### The task
Extract each line from the items below that contains the word "tile".

### Records for processing
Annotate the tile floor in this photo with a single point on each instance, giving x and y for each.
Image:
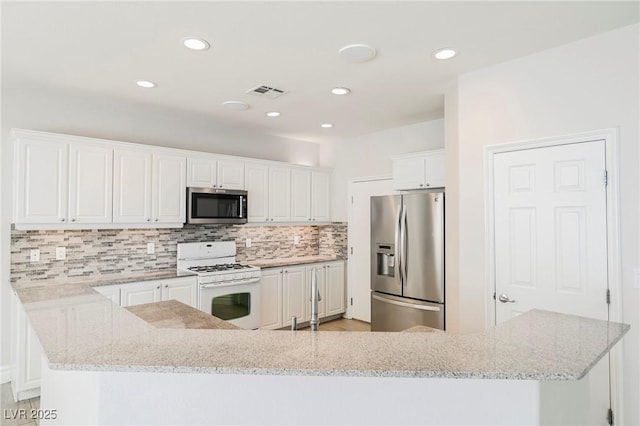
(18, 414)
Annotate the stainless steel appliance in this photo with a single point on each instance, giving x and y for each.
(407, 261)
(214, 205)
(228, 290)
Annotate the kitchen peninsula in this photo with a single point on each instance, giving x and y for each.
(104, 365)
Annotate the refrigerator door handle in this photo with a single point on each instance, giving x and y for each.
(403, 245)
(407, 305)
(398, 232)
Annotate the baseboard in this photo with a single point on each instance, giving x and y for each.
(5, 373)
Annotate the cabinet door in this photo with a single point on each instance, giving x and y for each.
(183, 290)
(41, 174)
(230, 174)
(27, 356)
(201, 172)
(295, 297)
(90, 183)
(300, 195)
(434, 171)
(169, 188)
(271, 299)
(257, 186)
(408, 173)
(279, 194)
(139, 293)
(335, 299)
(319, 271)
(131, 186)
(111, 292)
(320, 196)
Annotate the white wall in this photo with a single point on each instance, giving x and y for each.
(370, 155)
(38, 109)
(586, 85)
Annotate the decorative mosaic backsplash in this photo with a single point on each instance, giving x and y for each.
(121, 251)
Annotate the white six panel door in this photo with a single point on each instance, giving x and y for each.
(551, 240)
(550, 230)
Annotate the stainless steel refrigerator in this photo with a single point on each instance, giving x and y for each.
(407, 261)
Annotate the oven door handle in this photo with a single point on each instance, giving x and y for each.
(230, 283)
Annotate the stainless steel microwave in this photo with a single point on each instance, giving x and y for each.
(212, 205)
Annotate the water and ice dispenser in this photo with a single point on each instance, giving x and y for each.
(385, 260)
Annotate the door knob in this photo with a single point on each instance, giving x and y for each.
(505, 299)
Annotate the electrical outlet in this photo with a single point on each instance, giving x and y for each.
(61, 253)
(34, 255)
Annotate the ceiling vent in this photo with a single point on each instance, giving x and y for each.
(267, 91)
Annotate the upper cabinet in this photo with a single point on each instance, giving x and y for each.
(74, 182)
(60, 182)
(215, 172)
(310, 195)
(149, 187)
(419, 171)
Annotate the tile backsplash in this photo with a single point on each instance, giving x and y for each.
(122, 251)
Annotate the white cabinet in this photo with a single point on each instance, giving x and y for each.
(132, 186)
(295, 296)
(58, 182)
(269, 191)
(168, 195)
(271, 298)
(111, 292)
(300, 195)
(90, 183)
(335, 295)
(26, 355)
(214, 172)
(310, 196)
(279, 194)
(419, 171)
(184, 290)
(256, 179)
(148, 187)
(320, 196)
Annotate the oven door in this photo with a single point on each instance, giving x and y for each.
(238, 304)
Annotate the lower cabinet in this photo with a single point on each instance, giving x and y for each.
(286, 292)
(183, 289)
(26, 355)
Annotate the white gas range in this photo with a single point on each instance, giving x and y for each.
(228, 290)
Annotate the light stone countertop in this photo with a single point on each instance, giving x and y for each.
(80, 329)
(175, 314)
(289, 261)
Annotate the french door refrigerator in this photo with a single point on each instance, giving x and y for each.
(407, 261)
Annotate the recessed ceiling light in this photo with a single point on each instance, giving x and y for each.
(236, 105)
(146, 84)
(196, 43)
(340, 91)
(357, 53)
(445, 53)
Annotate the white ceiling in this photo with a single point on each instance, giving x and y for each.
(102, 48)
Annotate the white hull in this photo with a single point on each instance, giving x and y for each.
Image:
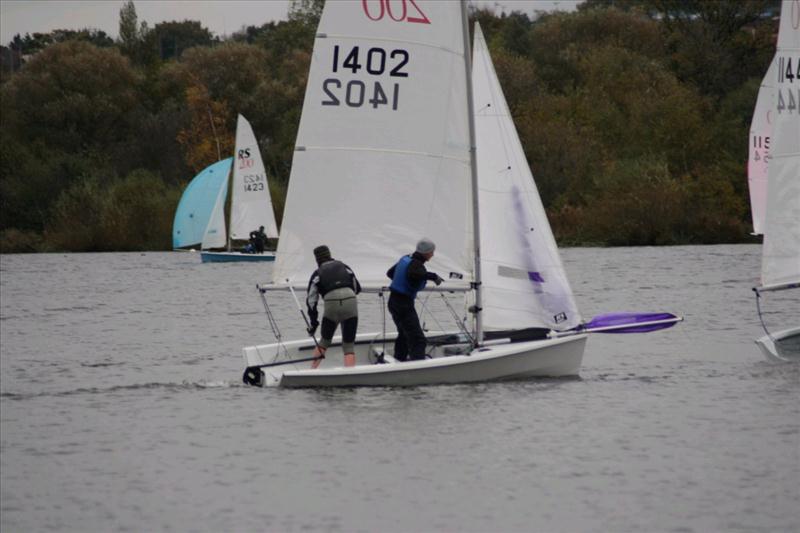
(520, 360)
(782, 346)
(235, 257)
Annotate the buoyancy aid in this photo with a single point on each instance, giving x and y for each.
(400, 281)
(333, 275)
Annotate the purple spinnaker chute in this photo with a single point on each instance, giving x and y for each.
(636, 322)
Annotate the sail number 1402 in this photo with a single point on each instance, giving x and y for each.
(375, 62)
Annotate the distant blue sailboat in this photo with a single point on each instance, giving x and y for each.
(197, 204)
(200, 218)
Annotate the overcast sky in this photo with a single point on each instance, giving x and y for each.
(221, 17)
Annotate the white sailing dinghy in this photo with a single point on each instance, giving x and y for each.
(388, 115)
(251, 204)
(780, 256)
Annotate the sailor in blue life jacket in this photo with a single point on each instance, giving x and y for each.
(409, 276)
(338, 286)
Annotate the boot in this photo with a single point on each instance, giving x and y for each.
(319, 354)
--
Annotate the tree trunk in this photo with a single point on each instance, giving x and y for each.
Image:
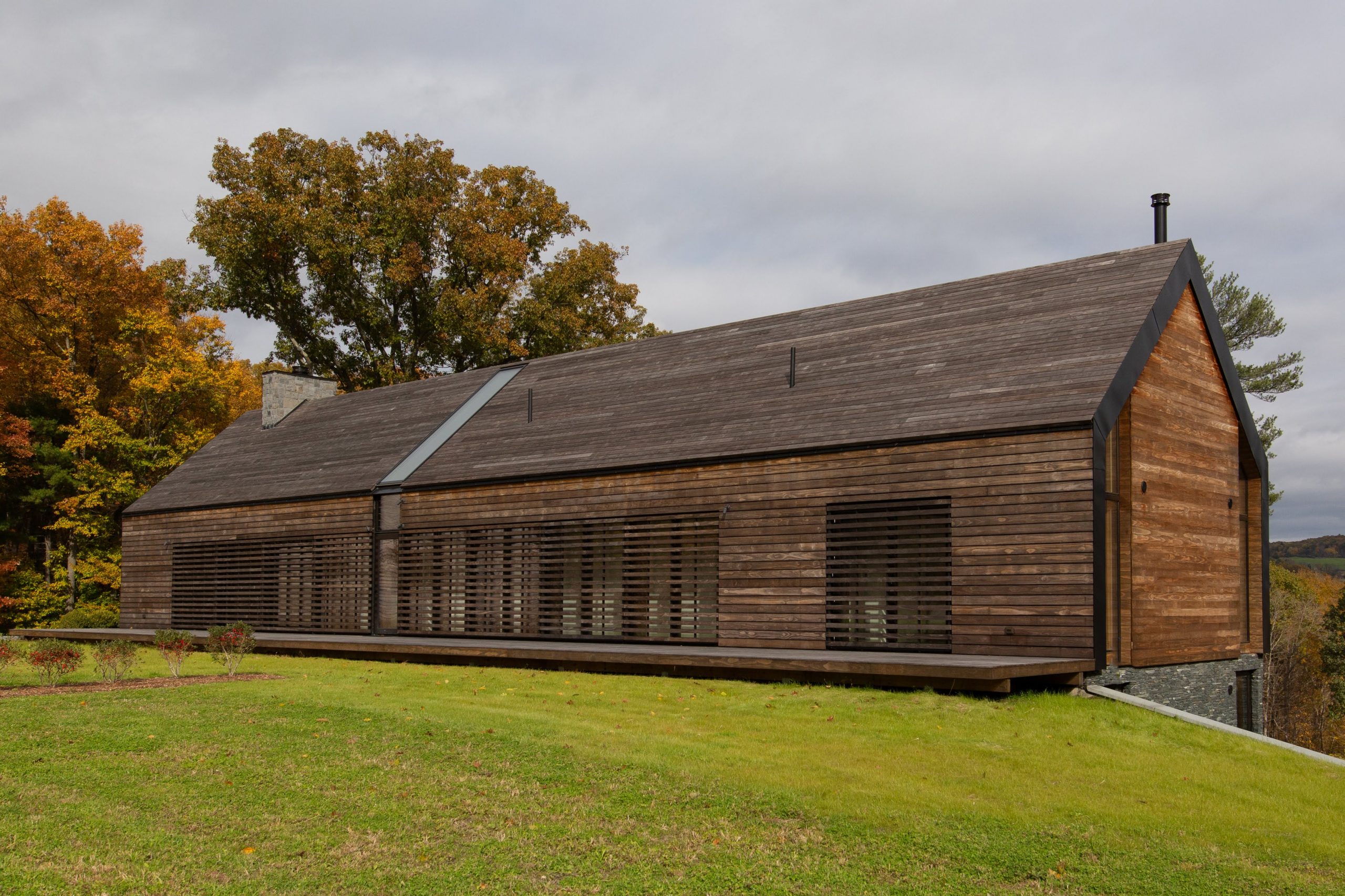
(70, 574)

### Completed task
Annotate the tile floor in this photo with a single point on each instance, giving x and y for each.
Annotate the tile backsplash in this photo with a single point on each instance, giving x and y for each.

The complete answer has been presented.